Les nouveaux visages de l'homophobie : Le triangle noir
Société

Les nouveaux visages de l’homophobie : Le triangle noir

Morte, l’homophobie? Non, elle a juste changé de visage. Chez les cathos, par exemple, elle s’est fait faire un lifting humaniste. On ne veut plus se débarrasser des homosexuels: on veut les «guérir». Autre moyen. Même haine.

L’image à la une du New York Times vaut mille mots. Pendant qu’un père et une mère pleurent leur fils, des membres de groupes religieux ultraconservateurs lancent des injures à la foule consternée. Sous une première neige d’automne, ces manifestants font du «piquetage» près d’une église. A bout de bras, ils brandissent des pancartes affichant: «Dieu déteste les fifs»; «Le sida guérit de l’homosexualité»; «Les pervers brûleront en enfer»… Ces troublants messages de haine venaient assombrir davantage le ciel au-dessus du cimetière, quelque part au Wyoming.

Le 12 octobre dernier, la mort de Matthew Shepard – sauvagement battu par deux hommes et ligoté à une clôture dans un champ, puis abandonné à ses blessures dans le froid – a ravivé le débat sur l’homophobie à travers le monde. L’étudiant de vint et un ans est devenu le symbole des crimes haineux dont sont victimes, depuis la nuit des temps, les homosexuels.
A une époque où jamais – du moins, depuis les Grecs – autant d’hommes et de femmes ont décidé de vivre ouvertement leur homosexualité, l’homophobie a pris un nouveau tournant. Puisque les gais sont plus visibles – à la télévision, au cinéma, en politique et dans le sport -, personne ne peut faire comme s’ils n’existaient pas, ou comme si c’était une déviation passagère. Alors, les homophobes s’organisent.

A l’instar des bigots lors des funérailles de Matthew Shepard, de nombreux homophobes exposent publiquement leur dégoût envers les gais et les lesbiennes. Ils ont leur documentation, leurs groupes de pression, leurs sites Internet, leurs appuis politiques et financiers, ainsi que des pratiques pas très catholiques.

Par exemple, des sites – surtout aux États-Unis – identifient des gais récemment décédés, et invitent les homophobes à aller manifester sur leurs tombes! D’autres sites encouragent le tabassage de tapettes (fag bashing) en pointant les meilleurs endroits où l’on peut casser du pédé, sans craindre de se faire arrêter.
☆ ☆ ☆ ☆ ☆ ☆ ☆
* [Consigne a] Reproduisez à l'identique les lignes de données ci-dessous, en commençant à la ligne qui contient « Would you mind identifying the structural » et en allant jusqu'à la fin de ces lignes. Omettez les images dans votre réponse.
Les lignes ci-dessous sont sans rapport avec l'article.

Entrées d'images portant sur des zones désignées
☆ ☆ ☆ ☆ ☆ ☆ ☆
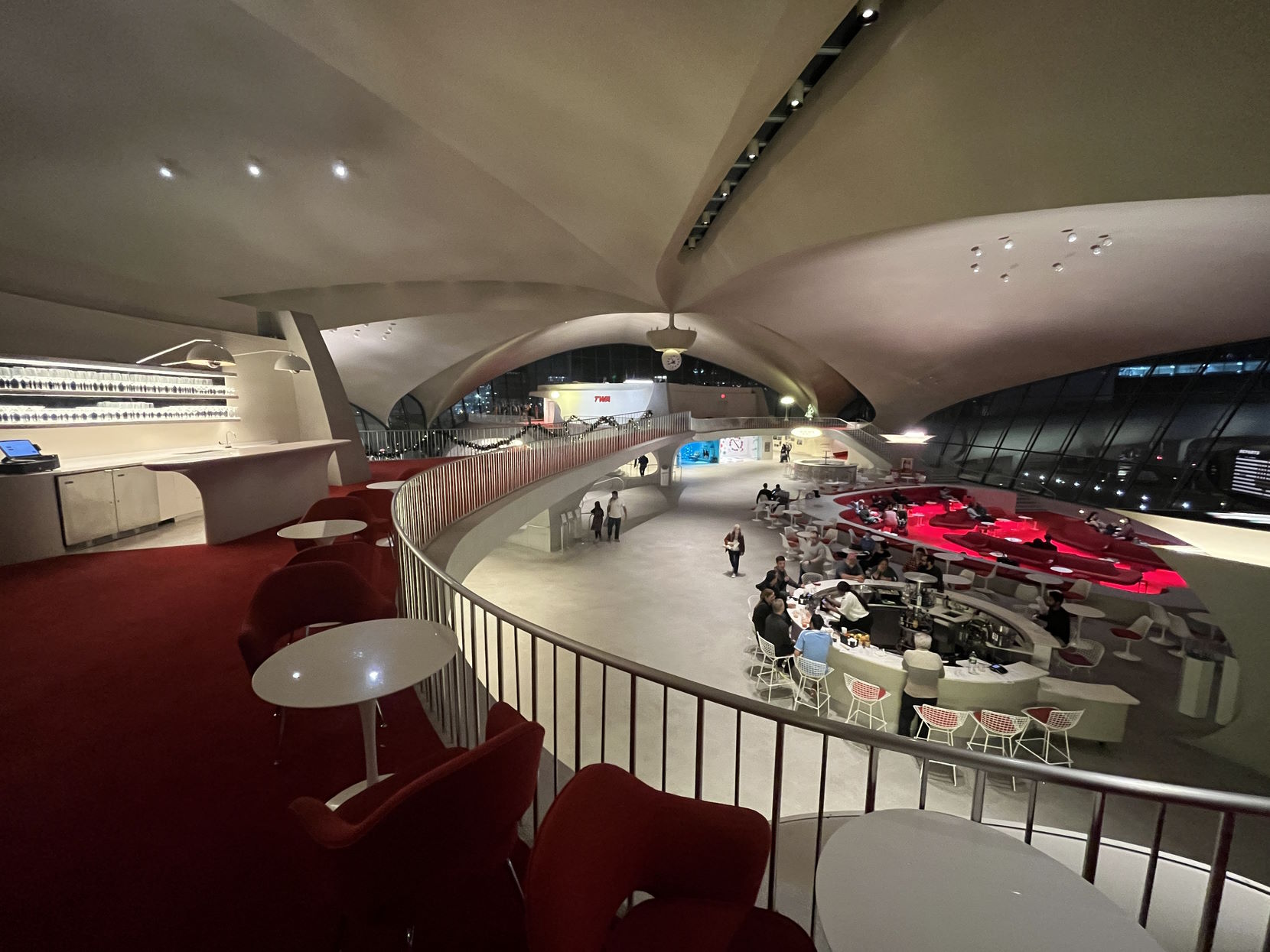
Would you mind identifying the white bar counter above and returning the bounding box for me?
[144,439,348,546]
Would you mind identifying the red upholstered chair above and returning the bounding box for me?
[287,542,398,599]
[348,489,392,538]
[239,561,396,674]
[525,764,816,952]
[291,702,543,948]
[295,496,375,551]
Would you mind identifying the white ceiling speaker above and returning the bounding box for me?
[648,311,697,360]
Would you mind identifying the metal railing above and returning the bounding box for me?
[394,414,1270,952]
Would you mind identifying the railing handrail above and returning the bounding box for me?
[392,416,1270,817]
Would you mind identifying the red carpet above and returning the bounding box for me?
[0,531,439,950]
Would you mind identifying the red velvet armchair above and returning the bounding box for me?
[525,764,814,952]
[291,702,543,950]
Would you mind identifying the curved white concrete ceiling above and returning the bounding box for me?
[0,0,1270,421]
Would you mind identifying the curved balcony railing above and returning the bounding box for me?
[394,414,1270,952]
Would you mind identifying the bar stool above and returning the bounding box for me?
[794,655,833,713]
[1147,602,1174,648]
[845,674,887,730]
[917,704,970,787]
[1112,616,1151,661]
[966,708,1029,790]
[1014,707,1085,767]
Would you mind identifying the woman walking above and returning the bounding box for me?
[591,500,604,542]
[723,523,745,579]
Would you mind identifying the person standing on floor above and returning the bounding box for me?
[723,523,745,579]
[608,489,626,542]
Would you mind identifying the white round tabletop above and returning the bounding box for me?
[252,618,458,707]
[1063,602,1108,618]
[816,810,1161,952]
[1024,573,1062,585]
[278,519,366,540]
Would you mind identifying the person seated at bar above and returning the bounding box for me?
[764,598,797,669]
[794,614,833,664]
[754,556,790,598]
[917,552,943,592]
[833,550,865,581]
[749,589,776,635]
[1037,589,1072,648]
[904,546,926,573]
[868,556,899,581]
[1024,532,1058,552]
[899,631,943,737]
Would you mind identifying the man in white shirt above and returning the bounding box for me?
[899,632,943,737]
[606,489,626,542]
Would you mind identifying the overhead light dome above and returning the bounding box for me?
[648,311,697,354]
[273,354,312,373]
[184,340,233,369]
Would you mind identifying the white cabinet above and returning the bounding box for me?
[57,466,160,546]
[110,466,159,532]
[57,470,118,546]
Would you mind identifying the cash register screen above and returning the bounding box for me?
[0,439,39,460]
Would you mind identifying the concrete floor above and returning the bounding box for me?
[465,462,1270,882]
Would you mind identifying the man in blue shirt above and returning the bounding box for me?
[794,614,833,664]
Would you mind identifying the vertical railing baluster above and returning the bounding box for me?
[806,733,832,935]
[767,721,785,909]
[1138,804,1168,929]
[1195,811,1235,952]
[692,696,706,800]
[1081,791,1108,882]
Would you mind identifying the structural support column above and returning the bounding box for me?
[259,311,371,486]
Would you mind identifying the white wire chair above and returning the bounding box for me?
[794,655,833,713]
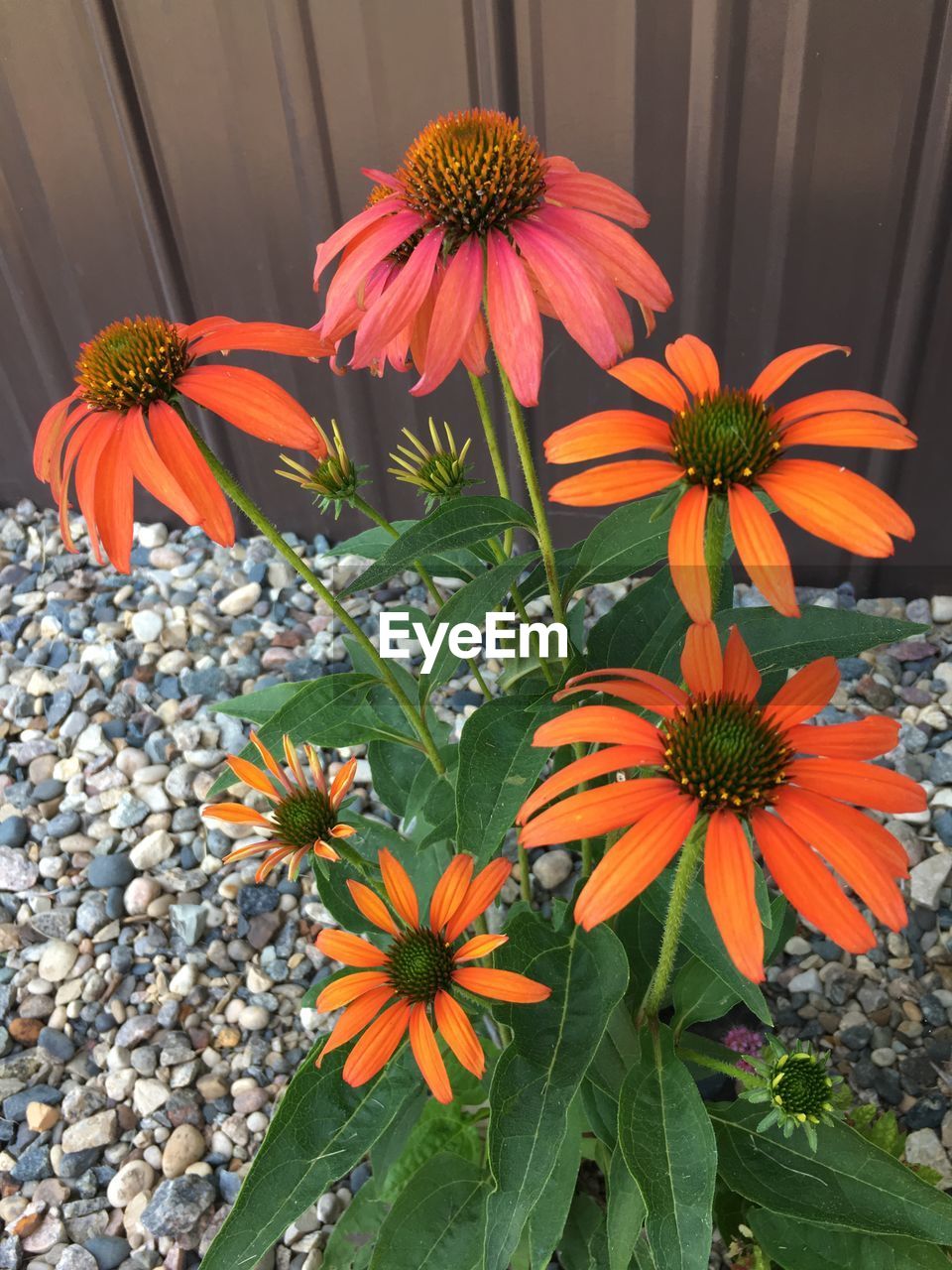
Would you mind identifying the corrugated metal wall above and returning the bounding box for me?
☆ ☆ ☆ ☆ ☆ ☆ ☆
* [Consigne b] Restituez fidèlement le passage de l'article sur l'homophobie qui commence aux mots « Les nouveaux visages de l'homophobie » et s'arrête après les mots « moyen. Même haine. ».

* [Réponse a]
Would you mind identifying the structural support column above and returning the bounding box for me?
[259,311,371,486]
Would you mind identifying the white wire chair above and returning the bounding box for me?
[794,655,833,713]
Would you mind identifying the corrugated metal wall above and returning the bounding box for me?

* [Réponse b]
Les nouveaux visages de l'homophobie : Le triangle noir
Société

Les nouveaux visages de l’homophobie : Le triangle noir

Morte, l’homophobie? Non, elle a juste changé de visage. Chez les cathos, par exemple, elle s’est fait faire un lifting humaniste. On ne veut plus se débarrasser des homosexuels: on veut les «guérir». Autre moyen. Même haine.